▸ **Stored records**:
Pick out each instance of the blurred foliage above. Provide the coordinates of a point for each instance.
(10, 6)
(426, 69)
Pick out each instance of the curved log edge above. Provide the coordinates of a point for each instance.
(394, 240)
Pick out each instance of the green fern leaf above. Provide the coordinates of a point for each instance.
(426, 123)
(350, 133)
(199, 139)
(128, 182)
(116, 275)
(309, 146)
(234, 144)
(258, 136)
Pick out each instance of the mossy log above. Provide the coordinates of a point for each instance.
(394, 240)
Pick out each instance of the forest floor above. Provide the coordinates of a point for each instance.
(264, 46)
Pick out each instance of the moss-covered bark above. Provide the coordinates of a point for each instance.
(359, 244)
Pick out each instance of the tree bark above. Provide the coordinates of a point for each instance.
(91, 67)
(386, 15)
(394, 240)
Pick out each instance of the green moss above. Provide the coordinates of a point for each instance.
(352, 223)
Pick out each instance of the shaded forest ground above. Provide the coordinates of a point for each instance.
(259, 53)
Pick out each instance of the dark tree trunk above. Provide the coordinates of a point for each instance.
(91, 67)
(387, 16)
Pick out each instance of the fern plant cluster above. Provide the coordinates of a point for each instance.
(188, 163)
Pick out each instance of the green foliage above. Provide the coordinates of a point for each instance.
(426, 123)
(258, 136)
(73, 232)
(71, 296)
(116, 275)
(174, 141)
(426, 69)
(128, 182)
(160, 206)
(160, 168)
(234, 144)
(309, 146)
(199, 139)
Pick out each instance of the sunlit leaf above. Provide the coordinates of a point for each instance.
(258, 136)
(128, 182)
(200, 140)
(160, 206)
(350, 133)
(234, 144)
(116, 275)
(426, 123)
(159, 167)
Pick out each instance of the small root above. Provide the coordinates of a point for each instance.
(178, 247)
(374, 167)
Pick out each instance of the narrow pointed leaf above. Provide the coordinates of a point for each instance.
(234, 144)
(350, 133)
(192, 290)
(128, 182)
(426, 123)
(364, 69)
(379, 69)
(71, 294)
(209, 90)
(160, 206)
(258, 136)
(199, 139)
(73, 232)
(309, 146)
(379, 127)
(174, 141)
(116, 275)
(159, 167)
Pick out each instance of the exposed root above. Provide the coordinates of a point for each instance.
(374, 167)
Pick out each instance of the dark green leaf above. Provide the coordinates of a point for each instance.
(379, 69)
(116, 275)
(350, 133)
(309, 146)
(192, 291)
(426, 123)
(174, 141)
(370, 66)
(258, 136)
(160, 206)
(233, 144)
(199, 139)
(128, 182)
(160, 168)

▸ **YOUR ASSIGNMENT**: Transcribe each record above exactly. Skip none.

▸ **ANSWER BOX**:
Pick out each instance of the blurred foliage above. Provide the coordinates of a point for each instance.
(10, 6)
(426, 69)
Pick out each instance of the curved log edge above. Provide the coordinates of a point for each instance.
(394, 240)
Pick out each instance of the green fern leaf above. Provide the coordinates of a point for each instance.
(426, 123)
(350, 133)
(199, 139)
(128, 182)
(116, 275)
(309, 146)
(234, 144)
(258, 136)
Pick out each instance of the mossy log above. Provide the coordinates of a point for each instance.
(394, 240)
Pick out each instance of the forest floor above. Provide the coordinates of a point for each instance.
(264, 46)
Pick out each instance of the moss-covered bark above. Provide the coordinates of a point for each instance.
(359, 244)
Pick out each instance of the tree bark above. Provide the coordinates of a point for each instance.
(91, 67)
(386, 15)
(394, 240)
Pick out each instance of the green moss above. Provide the coordinates of a point for each instance.
(352, 223)
Pick out each instance of the shaded forest ground above. Provide the coordinates of a point for each instance.
(259, 53)
Pick out each instance of the dark tree trunk above. Provide the coordinates of a point for each instance.
(91, 67)
(387, 16)
Pick out each instance of the fern plant cluster above. Provide the coordinates of a point for each instance.
(188, 163)
Pick out each instance of the green foliage above. Provide the coordinates of a point for each instance.
(426, 123)
(258, 136)
(73, 232)
(71, 296)
(116, 275)
(174, 141)
(426, 69)
(128, 182)
(160, 206)
(160, 168)
(234, 144)
(309, 146)
(199, 139)
Pick out each instance of the sunlit leaf above. Provide the coordinates of a point for each instance.
(258, 136)
(128, 182)
(200, 140)
(160, 206)
(350, 133)
(234, 144)
(116, 275)
(426, 123)
(159, 167)
Pick out each instance of the small root above. Provide the coordinates of a point for each instance.
(178, 247)
(374, 167)
Pick out each instance of the narrow pointed leaf above. Provide the coordinates of a point for each instance.
(234, 144)
(350, 133)
(192, 290)
(128, 182)
(426, 123)
(364, 69)
(379, 69)
(71, 294)
(209, 90)
(160, 206)
(258, 136)
(199, 139)
(73, 232)
(309, 146)
(379, 127)
(174, 141)
(116, 275)
(159, 167)
Pick out each instance of the exposed root above. Provide the coordinates of a point for each instance.
(374, 167)
Pick out each instance of the dark green leaf above. Provide the coordinates of a point for each instance.
(379, 69)
(116, 275)
(350, 133)
(309, 146)
(192, 291)
(426, 123)
(174, 141)
(370, 66)
(258, 136)
(160, 206)
(233, 144)
(199, 139)
(128, 182)
(160, 168)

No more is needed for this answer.